Alternative Dispute Resolution (ADR) is a concept referring to the modes of conflict resolution other than those associated with courts and tribunals.
In African customary law this concept has existed from time immemorial – indeed formal court system has never existed in Africa.
Village elders had devised ways and means of not only adjudicating disputes but even imparting redress and punishment. In the era of colonialists and even presently chiefs under the Chief’s Act settle disputes informally.
Dispute resolution
In civil jurisdictions, the Constitution provides the conceptional efficacy of dispute resolution and Article 159 (2) (c) states that courts shall be guided by alternative forms of dispute resolution including reconciliation, mediation, arbitration and traditional dispute resolution mechanisms.
Civil Procedure Act makes several references to ADR and stipulates that courts can refer parties to arbitration or parties can make a formal application to have the matter referred to arbitration or ADR before judgement is pronounced.

Dataset excerpt:
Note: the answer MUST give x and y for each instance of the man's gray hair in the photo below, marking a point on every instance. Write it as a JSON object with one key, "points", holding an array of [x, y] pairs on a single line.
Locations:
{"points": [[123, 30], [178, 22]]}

Task list:
**1.** Summarize the passage on alternative dispute resolution in two sentences.
**2.** Write what follows the final sentence of the passage on alternative dispute resolution.
The data has no connection to the passage on alternative dispute resolution.

Written responses:
**1.** Alternative Dispute Resolution refers to ways of resolving conflicts outside courts and tribunals, and it has long existed in African customary law, where village elders adjudicated disputes and imposed redress and punishment, and where chiefs under the Chief's Act still settle disputes informally. Article 159 (2) (c) of the Constitution directs courts to be guided by alternative forms such as reconciliation, mediation, arbitration and traditional mechanisms, and the Civil Procedure Act allows courts or the parties to have a matter referred to arbitration or ADR before judgement is pronounced.

**2.**
Such is the development of ADR that there exists the most modern system known as ODR - Online Dispute Resolution or e- ADR which uses electronic media to assist the resolution of disputes, usually without the parties meeting or speaking directly. ODR involves blind bidding, based on mathematical process or the use of real person who operates as a neutral party over the internet.
Contrast, this world of arbitration if you consider internet on one side and the busaa sipping wazees still solving boundary disputes between neighbours or brothers!
Alternative Dispute Resolution concept, in addition to ODR, has six other accepted methods – arbitration, adjudication, conciliation, early neutral evaluation (ENE), mediation and negotiation.
Arbitration involves an impartial independent and knowledgeable third party, often an expert in the field of dispute, chosen by the disputants, who hears both sides of disagreement. The Arbitration award is binding under the Arbitration Act. Good practice, reasonableness and non-adherence to technicalities and evidential rules expedite the process.
This method is now widely used in matters of building contracts, international disputes, employment rights and customer disputes.
Most agreements now have an arbitration clause and once an arbitration clause is inserted in the agreement the jurisdiction of the courts is excluded. This method of ADR is becoming expensive, slow and cumbersome though there exists in Kenya the Chartered Institute of Arbitrators-Kenya Branch which promotes arbitration.
Adjudication is a binding determination by an appointed neutral third party either by deciding a dispute on basis of submitted documents or after listening to the parties. In some countries statutory adjudication is a mandatory prerequisite, prior to parties jumping to the court process.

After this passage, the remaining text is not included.